— Instructions for the task —
Revise the records below by changing every "one dot per instance" to "a single dot for each one" and leaving everything else as it is.

(Data entries)

• • • •

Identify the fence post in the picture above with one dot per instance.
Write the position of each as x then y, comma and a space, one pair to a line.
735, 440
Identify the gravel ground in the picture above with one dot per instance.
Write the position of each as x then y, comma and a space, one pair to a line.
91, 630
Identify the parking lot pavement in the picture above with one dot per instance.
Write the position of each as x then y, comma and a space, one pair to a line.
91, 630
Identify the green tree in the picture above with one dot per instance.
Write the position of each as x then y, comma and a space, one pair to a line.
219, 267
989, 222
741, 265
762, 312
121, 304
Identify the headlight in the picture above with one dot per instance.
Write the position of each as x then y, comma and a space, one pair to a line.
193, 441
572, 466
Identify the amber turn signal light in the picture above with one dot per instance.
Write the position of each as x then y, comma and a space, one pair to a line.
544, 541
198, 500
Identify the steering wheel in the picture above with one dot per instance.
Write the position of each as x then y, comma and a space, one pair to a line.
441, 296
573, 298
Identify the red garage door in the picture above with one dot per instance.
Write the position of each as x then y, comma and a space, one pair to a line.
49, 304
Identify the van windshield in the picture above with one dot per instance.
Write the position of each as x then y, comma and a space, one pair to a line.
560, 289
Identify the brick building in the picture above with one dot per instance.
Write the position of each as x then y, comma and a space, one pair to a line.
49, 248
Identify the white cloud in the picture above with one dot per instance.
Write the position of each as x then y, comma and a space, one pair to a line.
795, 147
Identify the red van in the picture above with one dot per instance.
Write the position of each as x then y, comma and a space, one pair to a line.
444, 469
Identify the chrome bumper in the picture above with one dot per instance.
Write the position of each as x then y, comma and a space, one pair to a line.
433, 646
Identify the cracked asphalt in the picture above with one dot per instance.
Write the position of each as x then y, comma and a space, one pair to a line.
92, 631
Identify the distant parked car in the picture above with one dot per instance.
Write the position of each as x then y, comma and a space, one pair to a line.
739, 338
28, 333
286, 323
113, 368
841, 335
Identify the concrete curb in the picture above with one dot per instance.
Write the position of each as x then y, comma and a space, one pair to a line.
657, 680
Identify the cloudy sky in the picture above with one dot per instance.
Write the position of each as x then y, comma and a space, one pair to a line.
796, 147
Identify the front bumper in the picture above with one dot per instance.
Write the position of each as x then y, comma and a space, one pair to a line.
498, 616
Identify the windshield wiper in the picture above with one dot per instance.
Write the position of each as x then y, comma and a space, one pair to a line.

• • • •

— Final result —
Identify the fence post in the picture above with a single dot for each one.
Write the position of each as x then y, comma and a space, one pair to a line.
735, 440
Identify the gravel ground in the picture above with a single dot for each one.
Write the position of each as x then y, comma and a space, one pair to a line.
91, 630
Identify the parking lot pavement in the picture above with a single dot for each one.
Write the position of each as x then y, comma and a space, one pair to a line.
91, 630
Identify the green tree in the picture above with a single dot for each one.
Write the position of each as x then y, comma and a space, one pair to a line.
219, 267
989, 222
741, 265
762, 312
121, 304
Identify the headlight in the picture above with a single dot for each one.
Write the position of each as x then y, comma and a space, one pair to a line.
193, 441
572, 466
Identify the amber turn signal light in the picture above with a single dot for each one.
Write the position of each as x then y, comma and a space, one pair to a line.
544, 541
198, 500
Identify the steering wheel in the picture above with a single dot for each one.
Write the position of each as x then y, comma and a space, one pair to a line.
441, 296
573, 298
Identify the red garage door in the picture above with a single dot for each one.
Write the position of each as x then y, comma and a space, one pair to a line.
49, 304
Identify the van windshield in the picture above with a single dot for each one.
Write the position of each as x then y, comma and a space, one pair to a line.
560, 289
Identify the brick building in the picture above with a single dot for each one.
Write the position of each as x then y, comma and a space, one pair to a line.
49, 248
Identify the white cloud in the picture above with a single dot for each one.
Write the position of each as x then y, comma and a space, one pair to a line.
795, 147
Identify the red van in the picture above with a single dot for each one.
Write the position of each as x then y, comma and a space, one pair to a line.
444, 469
Identify the chrome bumper in the picture above with a single dot for each one.
Write the position of each as x then y, comma and a space, one pair to a line.
433, 646
Identify the cracked asphalt in the picture above with a single dot for each one.
Write the position of each as x then y, comma and a space, one pair to a line.
92, 631
Identify the distant parked car in the picture above with a single dot for each one.
Write the position of each as x then y, comma and a space, one pair to a line.
739, 338
28, 333
286, 323
113, 368
841, 335
Identify the concrete curb in the picture above with a single dot for each one.
Write the position of each as x then y, comma and a space, one pair to a line.
657, 680
Identify the cloudy sky in the picture above with a single dot for each one.
Write the position of each as x then y, comma and a space, one pair to a line.
796, 147
Identify the front bumper in the picture above with a single dot for each one.
Write the position of each as x then y, comma and a space, one pair to a line.
498, 616
Identify the windshield wiper in the picture above with a single dot for each one.
Write the position of each as x then y, comma and a space, one pair to a line.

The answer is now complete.